# EXERCISE BRIEF
Write out each of the lines below verbatim, preserving every character, space, and line break.

# INPUT MATERIAL
--- BEGIN ---

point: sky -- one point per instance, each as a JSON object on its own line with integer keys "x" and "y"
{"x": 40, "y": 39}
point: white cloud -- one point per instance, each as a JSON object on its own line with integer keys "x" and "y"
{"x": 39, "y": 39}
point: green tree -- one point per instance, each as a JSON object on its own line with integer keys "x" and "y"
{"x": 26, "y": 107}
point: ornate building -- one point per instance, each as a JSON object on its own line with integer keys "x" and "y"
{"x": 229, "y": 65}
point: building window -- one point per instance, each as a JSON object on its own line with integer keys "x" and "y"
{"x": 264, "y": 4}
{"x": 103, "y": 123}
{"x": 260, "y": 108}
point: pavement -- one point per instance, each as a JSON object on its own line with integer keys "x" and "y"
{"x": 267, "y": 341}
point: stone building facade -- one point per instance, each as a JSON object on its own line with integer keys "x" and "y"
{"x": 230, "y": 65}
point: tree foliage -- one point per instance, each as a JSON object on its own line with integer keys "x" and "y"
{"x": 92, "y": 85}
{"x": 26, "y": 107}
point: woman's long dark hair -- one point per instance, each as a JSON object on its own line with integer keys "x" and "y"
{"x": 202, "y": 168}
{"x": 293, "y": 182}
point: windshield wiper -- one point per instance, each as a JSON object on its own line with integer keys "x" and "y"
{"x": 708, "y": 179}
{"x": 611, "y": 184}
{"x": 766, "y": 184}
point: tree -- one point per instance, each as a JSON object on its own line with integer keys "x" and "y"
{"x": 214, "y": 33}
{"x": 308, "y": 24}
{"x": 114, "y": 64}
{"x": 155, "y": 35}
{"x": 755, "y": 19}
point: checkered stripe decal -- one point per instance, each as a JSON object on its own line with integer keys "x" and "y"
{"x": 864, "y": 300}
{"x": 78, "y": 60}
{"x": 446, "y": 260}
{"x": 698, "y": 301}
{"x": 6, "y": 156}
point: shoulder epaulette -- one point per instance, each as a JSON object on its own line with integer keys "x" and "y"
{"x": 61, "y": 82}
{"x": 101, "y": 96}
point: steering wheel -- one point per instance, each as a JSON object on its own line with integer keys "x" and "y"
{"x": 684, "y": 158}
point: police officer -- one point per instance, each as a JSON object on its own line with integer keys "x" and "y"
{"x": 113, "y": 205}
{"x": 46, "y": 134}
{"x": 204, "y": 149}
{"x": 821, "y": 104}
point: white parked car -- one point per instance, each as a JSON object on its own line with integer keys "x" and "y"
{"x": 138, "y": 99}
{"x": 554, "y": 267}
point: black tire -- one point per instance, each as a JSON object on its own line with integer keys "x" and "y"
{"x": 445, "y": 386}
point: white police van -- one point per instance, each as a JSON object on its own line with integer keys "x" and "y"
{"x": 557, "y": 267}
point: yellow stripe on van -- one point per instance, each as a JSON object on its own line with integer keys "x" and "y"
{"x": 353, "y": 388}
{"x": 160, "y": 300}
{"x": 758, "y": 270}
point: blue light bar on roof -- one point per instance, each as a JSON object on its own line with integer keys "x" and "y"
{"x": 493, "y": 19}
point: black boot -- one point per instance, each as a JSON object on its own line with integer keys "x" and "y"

--- END ---

# FINAL ANSWER
point: sky -- one point per instance, each as a JSON object on its own line with integer keys "x" and "y"
{"x": 40, "y": 39}
point: white cloud -- one point per instance, each as a JSON object on its own line with integer keys "x" and "y"
{"x": 39, "y": 39}
point: green tree -- one point per instance, each as a JSON object on its own line with integer keys "x" and "y"
{"x": 26, "y": 107}
point: ornate building -- one point per instance, each as a JSON object on its own line with integer keys "x" and "y"
{"x": 229, "y": 65}
point: building window -- one point per instance, each as a JSON object on its own line with integer keys "x" and "y"
{"x": 264, "y": 4}
{"x": 103, "y": 123}
{"x": 260, "y": 108}
point: pavement -- one point per instance, each as a JSON object on its own line with integer keys "x" and "y"
{"x": 267, "y": 341}
point: stone building facade -- one point per instance, each as a JSON object on its own line with integer keys "x" and "y"
{"x": 230, "y": 65}
point: tree foliage -- one point per instance, each as a JSON object on its own line with integer keys "x" and "y"
{"x": 92, "y": 85}
{"x": 26, "y": 107}
point: woman's long dark hair -- one point per instance, each as a JSON object on its own line with integer keys "x" and "y"
{"x": 202, "y": 168}
{"x": 293, "y": 182}
point: windshield wiper -- one point per instance, each as a JSON object on its own line with integer keys "x" and "y"
{"x": 708, "y": 179}
{"x": 611, "y": 184}
{"x": 766, "y": 184}
point: tree -- one point per instance, each as a JSON object on its own line with integer keys "x" and "y"
{"x": 214, "y": 33}
{"x": 308, "y": 24}
{"x": 114, "y": 64}
{"x": 155, "y": 35}
{"x": 755, "y": 19}
point: checkered stripe decal -- one point per instance, each as a JSON object on its own line with integer keys "x" and "y"
{"x": 864, "y": 300}
{"x": 78, "y": 60}
{"x": 446, "y": 260}
{"x": 698, "y": 301}
{"x": 6, "y": 156}
point: shoulder epaulette -- one point per instance, each as a JSON object on its own line with integer keys "x" and "y"
{"x": 61, "y": 82}
{"x": 101, "y": 96}
point: steering wheel -- one point per instance, each as a JSON object on its own line with integer keys "x" and "y"
{"x": 684, "y": 158}
point: police officer -- one point per instance, each as a JSON object on its own line with integer keys "x" and "y"
{"x": 113, "y": 205}
{"x": 46, "y": 134}
{"x": 204, "y": 149}
{"x": 821, "y": 104}
point: white parked car -- one point per instance, each as a JSON object on its own line with integer keys "x" and "y"
{"x": 138, "y": 99}
{"x": 554, "y": 267}
point: black tire -- one point per instance, each as a JSON object on its own line with integer keys "x" and "y"
{"x": 445, "y": 386}
point: white police van -- one point per instance, each as a JSON object on its own line with integer keys "x" and "y"
{"x": 557, "y": 267}
point: yellow stripe on van -- one point per instance, each as a JSON object on its own line with integer keys "x" and "y"
{"x": 353, "y": 388}
{"x": 160, "y": 300}
{"x": 758, "y": 270}
point: blue light bar on roof -- one point per instance, each as a JSON object on its own line with integer keys "x" and "y"
{"x": 493, "y": 19}
point: black boot -- one point per instance, each as a JSON object on its own line with integer keys "x" and "y"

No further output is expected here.